Work instructions: Reproduce every one of the entries below, swapping each "outline" for "edge" and keeping everything else the same.

----

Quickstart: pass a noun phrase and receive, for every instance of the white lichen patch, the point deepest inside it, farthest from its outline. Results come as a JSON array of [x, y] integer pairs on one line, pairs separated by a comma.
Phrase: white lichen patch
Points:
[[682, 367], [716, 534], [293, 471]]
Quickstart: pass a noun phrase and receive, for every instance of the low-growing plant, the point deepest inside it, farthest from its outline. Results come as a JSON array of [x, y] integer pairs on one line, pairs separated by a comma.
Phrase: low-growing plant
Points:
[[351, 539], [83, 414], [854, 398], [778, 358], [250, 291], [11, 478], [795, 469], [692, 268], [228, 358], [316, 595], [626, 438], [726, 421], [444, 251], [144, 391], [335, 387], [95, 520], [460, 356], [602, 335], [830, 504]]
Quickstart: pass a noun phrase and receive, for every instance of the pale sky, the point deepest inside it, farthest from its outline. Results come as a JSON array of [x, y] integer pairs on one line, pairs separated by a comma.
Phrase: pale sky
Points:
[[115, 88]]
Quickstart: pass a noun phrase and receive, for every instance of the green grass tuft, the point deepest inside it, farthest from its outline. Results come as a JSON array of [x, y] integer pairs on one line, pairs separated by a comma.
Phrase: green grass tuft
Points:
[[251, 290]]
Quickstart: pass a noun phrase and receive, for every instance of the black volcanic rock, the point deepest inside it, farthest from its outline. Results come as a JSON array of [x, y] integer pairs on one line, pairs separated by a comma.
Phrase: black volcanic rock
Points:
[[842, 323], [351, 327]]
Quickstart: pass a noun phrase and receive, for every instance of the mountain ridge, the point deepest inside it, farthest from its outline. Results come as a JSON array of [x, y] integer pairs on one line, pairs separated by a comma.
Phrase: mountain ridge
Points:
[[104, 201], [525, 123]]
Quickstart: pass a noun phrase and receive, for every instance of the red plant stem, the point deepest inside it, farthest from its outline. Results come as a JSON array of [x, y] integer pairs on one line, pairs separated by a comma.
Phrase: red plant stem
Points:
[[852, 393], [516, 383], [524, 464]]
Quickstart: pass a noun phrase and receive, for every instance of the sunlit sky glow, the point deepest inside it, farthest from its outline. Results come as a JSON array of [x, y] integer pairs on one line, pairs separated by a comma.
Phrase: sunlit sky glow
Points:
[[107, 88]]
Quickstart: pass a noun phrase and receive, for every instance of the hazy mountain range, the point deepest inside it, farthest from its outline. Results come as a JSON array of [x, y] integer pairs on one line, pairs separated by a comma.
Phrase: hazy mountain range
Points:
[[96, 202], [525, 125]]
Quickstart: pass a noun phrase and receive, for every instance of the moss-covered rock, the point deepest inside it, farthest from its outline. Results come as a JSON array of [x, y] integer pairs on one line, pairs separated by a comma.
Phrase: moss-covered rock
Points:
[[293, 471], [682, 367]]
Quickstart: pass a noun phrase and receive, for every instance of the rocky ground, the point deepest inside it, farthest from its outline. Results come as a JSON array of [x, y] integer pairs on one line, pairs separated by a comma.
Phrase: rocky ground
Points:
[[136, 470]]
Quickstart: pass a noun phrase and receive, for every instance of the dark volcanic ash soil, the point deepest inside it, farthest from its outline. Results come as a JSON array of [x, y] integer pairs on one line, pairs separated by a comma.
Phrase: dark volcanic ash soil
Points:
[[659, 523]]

----

Result of the task:
Quickstart: pass a noun phrase and receive, for every instance of the white lichen patch, the point deepest inside it, farthest from its edge. Results come as a JSON array of [x, y] integer pairs on one line, pairs separated by a comma.
Phrase: white lichen patch
Points:
[[682, 367], [716, 534], [293, 471]]
Quickstart: pass a noun phrase and receive, for every instance of the low-growing plant, the point deepest inside it, farthest from its edge. Results come as a JSON array of [x, y] integer pairs on one line, pairs separated by a comma.
Phrase: low-growing plant
Points:
[[351, 539], [83, 414], [854, 398], [778, 358], [250, 291], [11, 478], [795, 469], [692, 268], [228, 358], [316, 595], [626, 438], [726, 421], [444, 251], [144, 391], [335, 387], [95, 520], [460, 356], [602, 335], [830, 504]]
Quickstart: pass a noun phrase and receive, for every instance of the pale sky, the point deepest inside it, farthest from its edge. Results come as a JSON array of [x, y] integer pairs on one line, pairs separated by a comma.
Phrase: pale sky
Points:
[[115, 88]]
Quickstart: pass a noun phrase and receive, for every instance of the green grass tuft, the point deepest inside it, farthest from its edge. Results come as a JSON array of [x, y] integer pairs on one line, pairs separated by a comma.
Phrase: green grass tuft
Points:
[[251, 290]]
Quickstart: pass a noun phrase and receive, for every instance of the black volcanic rock, the point deepest inside it, farthest from its edge. Results come as a JSON array of [x, y] integer pairs on one line, pairs separated by a comma.
Phrase: black volcanic rock
Points:
[[842, 323], [351, 327]]
Quickstart: pass a noun phrase and receive, for every instance of the mountain ridge, the point deepest inside it, farthest from its edge. Results come as a JSON array of [x, y] integer pairs on one line, pairs separated by a comma.
Phrase: mountain ridge
Points:
[[104, 201], [525, 123]]
Quickstart: pass a noun phrase and receive, for every instance of the red plant stem, the point deepest inside it, farthest from its edge. Results come as a JSON array of [x, y] integer pairs on one line, pairs separated by a comma.
Phrase: red plant stem
Points:
[[852, 393], [516, 383], [524, 464]]
Quickstart: pass a noun phrase and receive, for every instance of the sunlit sky glow, the point deepest inside it, farthest from its edge. Results come as a JSON array of [x, y] integer pairs on one line, pairs separated by a comma.
Phrase: sunlit sky glow
Points:
[[107, 88]]
Quickstart: pass a noun phrase and receive, for every instance of the hazy mountain range, the point deepest inside it, farthest from its edge. Results come as a JSON array of [x, y] integer pairs on one line, pairs separated by a comma.
Phrase: hazy mountain range
Points:
[[96, 202], [525, 125]]
Quickstart: pass a noun phrase and receive, for every instance of the moss-covered rock, the point deepest inside it, farthest from its edge. Results come as a JSON array of [x, y] integer pairs on one line, pairs separated by a comma.
Phrase: moss-covered rock
Points:
[[293, 471], [682, 367]]
Quickstart: pass a noun phrase and receive, for every instance of the rocky ground, the point deepest inside it, farthest from its edge. Results come as a JSON array of [x, y] integer pairs on one line, pairs separated by a comma.
Phrase: rocky ground
Points:
[[136, 470]]
Quickstart: pass a noun phrase and receive, for every instance of the dark volcanic ash soil, the point deepest inside it, farthest from its edge. Results come as a JSON array of [x, y] integer pairs on one line, pairs separated by a comma.
Phrase: dark volcanic ash soil
Points:
[[659, 523]]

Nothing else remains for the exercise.